Reproduce, word for word, the lines of the records from the very first line through the line that contains "column 351, row 275", including both ends and nothing after them.
[START OF Supplied material]
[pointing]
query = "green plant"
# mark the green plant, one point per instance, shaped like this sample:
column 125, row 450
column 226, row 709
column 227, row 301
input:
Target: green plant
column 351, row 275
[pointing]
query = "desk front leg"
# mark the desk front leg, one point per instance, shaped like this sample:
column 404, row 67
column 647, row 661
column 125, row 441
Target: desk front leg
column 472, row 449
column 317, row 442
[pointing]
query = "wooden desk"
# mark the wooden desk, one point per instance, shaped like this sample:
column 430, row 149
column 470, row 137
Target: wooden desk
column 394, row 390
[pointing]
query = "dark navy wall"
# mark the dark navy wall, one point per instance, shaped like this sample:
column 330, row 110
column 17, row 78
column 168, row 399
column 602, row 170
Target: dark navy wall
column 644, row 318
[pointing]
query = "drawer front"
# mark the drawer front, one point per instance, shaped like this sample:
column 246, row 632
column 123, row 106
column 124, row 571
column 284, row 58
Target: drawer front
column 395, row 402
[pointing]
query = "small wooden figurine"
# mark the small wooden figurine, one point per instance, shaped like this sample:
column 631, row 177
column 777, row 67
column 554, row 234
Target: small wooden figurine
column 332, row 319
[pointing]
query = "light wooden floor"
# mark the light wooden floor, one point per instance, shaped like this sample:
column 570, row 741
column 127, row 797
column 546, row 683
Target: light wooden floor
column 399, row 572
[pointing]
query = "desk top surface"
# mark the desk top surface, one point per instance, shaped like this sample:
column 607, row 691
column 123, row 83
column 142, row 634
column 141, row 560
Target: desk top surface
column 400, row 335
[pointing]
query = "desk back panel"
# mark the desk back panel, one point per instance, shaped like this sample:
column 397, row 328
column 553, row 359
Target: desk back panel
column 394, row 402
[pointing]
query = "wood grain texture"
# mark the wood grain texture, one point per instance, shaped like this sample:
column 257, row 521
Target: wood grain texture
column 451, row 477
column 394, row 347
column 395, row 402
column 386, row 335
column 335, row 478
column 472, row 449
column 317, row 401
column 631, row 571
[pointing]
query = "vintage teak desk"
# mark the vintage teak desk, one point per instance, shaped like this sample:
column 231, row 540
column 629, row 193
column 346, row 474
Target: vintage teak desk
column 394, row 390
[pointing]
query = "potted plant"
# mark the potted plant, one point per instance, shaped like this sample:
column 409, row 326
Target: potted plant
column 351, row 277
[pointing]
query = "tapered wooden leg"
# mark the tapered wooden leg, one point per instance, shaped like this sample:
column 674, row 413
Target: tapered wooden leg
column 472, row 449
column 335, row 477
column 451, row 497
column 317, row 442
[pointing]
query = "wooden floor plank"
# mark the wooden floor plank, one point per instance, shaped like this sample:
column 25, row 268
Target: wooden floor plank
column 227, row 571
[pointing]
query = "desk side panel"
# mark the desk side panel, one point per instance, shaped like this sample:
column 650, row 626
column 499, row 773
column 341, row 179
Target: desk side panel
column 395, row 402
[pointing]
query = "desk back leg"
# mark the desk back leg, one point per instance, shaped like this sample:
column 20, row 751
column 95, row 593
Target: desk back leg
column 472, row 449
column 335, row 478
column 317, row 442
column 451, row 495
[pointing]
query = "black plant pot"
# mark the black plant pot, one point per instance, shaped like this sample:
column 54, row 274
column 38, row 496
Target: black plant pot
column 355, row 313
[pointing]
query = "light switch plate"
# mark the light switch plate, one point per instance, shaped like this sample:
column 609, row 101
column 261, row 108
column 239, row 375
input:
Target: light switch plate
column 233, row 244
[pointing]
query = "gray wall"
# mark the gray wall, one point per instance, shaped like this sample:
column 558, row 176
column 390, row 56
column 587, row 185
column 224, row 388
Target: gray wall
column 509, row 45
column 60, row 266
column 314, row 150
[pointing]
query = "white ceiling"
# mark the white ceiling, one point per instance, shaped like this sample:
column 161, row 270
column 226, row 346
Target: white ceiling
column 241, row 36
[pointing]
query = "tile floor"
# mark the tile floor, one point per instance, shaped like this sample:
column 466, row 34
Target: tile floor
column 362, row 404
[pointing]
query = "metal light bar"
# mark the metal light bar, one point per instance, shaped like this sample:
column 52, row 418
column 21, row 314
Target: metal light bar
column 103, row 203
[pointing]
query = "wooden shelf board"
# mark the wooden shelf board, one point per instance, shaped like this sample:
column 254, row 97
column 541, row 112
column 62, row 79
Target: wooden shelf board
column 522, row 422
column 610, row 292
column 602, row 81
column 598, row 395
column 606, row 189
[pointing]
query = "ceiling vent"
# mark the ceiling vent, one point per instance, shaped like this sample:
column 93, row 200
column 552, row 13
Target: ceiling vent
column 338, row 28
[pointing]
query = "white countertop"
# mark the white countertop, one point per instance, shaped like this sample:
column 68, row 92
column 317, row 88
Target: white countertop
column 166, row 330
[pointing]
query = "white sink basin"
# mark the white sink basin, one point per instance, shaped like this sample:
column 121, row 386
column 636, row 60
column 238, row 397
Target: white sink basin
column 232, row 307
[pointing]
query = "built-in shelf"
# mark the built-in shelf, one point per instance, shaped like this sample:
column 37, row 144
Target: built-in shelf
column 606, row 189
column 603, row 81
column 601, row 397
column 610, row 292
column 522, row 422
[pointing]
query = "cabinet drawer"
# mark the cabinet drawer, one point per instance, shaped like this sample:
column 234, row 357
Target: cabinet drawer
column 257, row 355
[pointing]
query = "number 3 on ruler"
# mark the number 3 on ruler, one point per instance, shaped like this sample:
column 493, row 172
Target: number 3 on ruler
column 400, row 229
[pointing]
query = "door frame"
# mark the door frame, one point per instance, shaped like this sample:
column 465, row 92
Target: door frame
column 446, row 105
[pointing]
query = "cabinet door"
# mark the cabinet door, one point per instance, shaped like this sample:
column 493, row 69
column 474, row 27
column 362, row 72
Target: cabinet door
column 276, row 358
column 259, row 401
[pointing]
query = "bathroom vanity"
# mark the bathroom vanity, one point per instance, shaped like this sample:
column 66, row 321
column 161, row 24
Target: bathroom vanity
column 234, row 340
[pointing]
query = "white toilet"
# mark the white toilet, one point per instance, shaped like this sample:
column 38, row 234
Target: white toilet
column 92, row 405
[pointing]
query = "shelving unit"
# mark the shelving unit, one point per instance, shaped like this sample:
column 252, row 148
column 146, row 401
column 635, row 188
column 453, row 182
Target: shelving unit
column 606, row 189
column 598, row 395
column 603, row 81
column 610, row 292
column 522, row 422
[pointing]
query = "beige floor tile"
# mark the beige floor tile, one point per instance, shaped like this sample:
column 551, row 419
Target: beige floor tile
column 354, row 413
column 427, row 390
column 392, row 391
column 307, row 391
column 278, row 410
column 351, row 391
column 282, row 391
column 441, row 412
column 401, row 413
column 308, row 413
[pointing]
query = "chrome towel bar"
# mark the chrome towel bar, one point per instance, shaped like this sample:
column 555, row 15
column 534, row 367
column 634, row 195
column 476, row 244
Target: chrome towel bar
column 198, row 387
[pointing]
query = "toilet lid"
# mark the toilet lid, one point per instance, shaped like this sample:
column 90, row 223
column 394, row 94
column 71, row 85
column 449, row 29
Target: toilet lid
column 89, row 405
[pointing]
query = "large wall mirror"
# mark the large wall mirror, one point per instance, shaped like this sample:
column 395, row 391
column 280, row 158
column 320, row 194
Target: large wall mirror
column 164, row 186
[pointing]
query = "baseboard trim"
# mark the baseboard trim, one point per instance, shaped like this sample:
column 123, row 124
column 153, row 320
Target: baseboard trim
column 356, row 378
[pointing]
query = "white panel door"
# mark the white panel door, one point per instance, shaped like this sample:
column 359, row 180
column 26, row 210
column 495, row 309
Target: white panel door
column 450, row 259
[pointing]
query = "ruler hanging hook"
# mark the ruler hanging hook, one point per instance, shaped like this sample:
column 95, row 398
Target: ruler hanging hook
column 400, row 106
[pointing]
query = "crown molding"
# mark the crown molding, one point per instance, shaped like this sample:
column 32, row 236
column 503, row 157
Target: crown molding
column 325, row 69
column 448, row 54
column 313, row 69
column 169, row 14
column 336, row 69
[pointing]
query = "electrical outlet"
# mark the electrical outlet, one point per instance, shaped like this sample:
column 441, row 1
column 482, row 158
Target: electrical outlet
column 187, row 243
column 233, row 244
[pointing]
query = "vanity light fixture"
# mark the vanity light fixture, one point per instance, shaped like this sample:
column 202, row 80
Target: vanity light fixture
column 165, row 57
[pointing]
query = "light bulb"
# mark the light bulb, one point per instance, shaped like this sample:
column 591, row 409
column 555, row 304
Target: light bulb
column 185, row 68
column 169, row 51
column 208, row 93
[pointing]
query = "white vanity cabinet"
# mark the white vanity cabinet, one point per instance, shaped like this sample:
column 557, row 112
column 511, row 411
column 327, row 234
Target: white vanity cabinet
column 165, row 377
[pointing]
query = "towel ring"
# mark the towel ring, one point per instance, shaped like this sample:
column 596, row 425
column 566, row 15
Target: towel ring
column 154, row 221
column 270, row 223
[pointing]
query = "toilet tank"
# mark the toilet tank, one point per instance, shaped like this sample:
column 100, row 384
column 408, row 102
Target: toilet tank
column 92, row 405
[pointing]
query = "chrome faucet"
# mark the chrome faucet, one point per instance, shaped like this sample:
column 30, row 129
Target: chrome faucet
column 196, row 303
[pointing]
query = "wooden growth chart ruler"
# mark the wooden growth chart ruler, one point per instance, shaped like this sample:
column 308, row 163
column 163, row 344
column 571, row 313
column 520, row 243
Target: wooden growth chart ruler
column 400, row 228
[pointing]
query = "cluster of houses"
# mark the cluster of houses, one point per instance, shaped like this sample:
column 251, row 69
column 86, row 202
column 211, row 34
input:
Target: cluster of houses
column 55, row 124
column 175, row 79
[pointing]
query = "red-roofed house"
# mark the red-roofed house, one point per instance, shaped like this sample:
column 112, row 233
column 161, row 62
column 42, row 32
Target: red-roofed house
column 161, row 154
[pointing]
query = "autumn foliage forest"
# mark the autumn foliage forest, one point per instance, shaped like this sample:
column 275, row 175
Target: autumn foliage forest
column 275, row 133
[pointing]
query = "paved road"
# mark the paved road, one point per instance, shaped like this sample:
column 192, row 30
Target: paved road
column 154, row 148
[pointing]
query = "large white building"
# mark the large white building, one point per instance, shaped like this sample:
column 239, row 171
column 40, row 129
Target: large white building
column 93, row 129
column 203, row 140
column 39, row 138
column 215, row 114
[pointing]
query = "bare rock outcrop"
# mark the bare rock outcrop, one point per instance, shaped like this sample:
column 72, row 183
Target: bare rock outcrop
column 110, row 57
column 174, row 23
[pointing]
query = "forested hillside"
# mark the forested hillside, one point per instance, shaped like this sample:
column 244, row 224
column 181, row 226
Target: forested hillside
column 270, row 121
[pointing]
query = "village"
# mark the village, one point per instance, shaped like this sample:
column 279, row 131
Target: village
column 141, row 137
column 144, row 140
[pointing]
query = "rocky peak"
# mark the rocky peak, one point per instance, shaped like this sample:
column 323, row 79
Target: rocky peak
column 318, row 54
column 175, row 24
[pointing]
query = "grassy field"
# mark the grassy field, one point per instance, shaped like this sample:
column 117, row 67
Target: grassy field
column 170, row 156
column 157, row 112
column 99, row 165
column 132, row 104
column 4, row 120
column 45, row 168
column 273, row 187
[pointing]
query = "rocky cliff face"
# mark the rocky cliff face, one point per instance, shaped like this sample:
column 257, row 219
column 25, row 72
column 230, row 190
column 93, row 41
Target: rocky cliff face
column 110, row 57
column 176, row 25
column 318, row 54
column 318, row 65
[END OF Supplied material]
## Correct response:
[pointing]
query = "green plant"
# mark the green plant, one point per instance, shaped like this sample:
column 125, row 450
column 226, row 709
column 227, row 301
input:
Target: green plant
column 351, row 275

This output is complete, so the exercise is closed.